---------- Source passage

Accurate Identification

The aim of medicines reconciliation on admission is to ensure that medicines prescribed on admission correspond exactly to those that the patient was taking before admission, or, if not, that variance is due to deliberate medication review rather than an error.

Medication review is defined by NICE as ‘a structured, critical examination of a person’s medicines with the objective of reaching an agreement with the person about treatment, optimising the impact of medicines, minimising the number of medication‑related problems and reducing waste’.

Medicines reconciliation is referred to as the best possible medication history. In the past, junior doctors often conducted a quick medication history as part of the admission process, leaving fine details to be confirmed later. However, with the advent of electronic prescribing, this approach is no longer acceptable. An electronic prescribing system requires precise medication details. Junior doctors must therefore improve their competence in taking a full and complete medication history.

NICE guidance recommends that the refinement process should ideally occur within 24 hours of admission and be led, for example, by a pharmacist or another competent healthcare professional within the multidisciplinary team.

Taking a Medication History

In 2015 the National Institute of Health and Care Excellence (NICE) issued updated guidance aimed at optimising the use of medicines. There is a section on medicines-related communication systems when patients move from one care setting to another. This covers both the transfer of a patient within an organisation and the transfer between different organisations including admission to and discharge from hospital, whether from home or from a different healthcare setting. The current care provider must share complete and accurate information about the person’s medicines with the new care provider. The new care provider must ensure this information is received and accurately documented and acted on appropriately. Ideally this information exchange should take place within 24 hours of transfer.

The Institute for Healthcare Improvement defines medicines reconciliation as:

  • Identifying an accurate list of a person’s current medicines and comparing them with the current list in use
  • Recognising and resolving any discrepancies
  • Accurately documenting any changes

This process should result in the accurate communication of a complete list of the patient’s medicines, including any over-the-counter or complimentary medicines.

--------------------
---------- The data

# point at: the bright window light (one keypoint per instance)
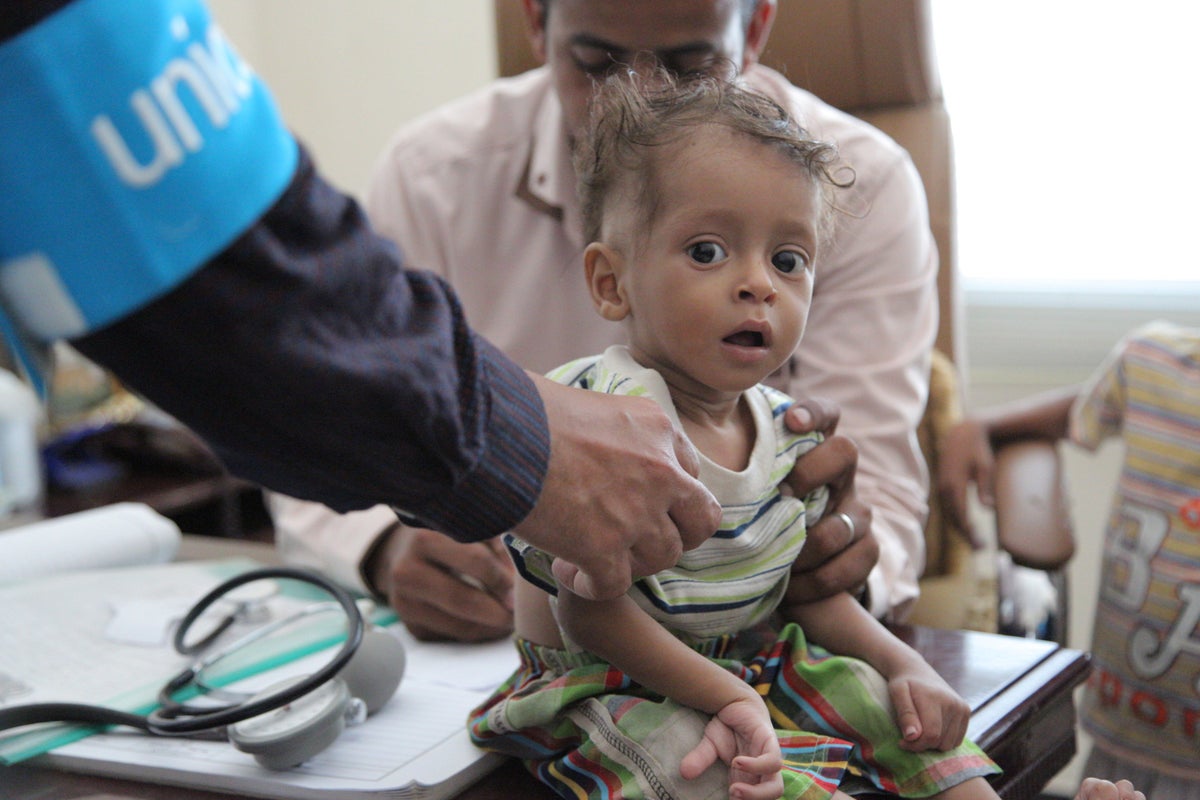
(1077, 143)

--------------------

Exercise goal -
Reproduce the part of the medicines reconciliation passage starting with "Accurate Identification" and going on through "than an error.". The listing isn't needed here.

Answer space -
Accurate Identification

The aim of medicines reconciliation on admission is to ensure that medicines prescribed on admission correspond exactly to those that the patient was taking before admission, or, if not, that variance is due to deliberate medication review rather than an error.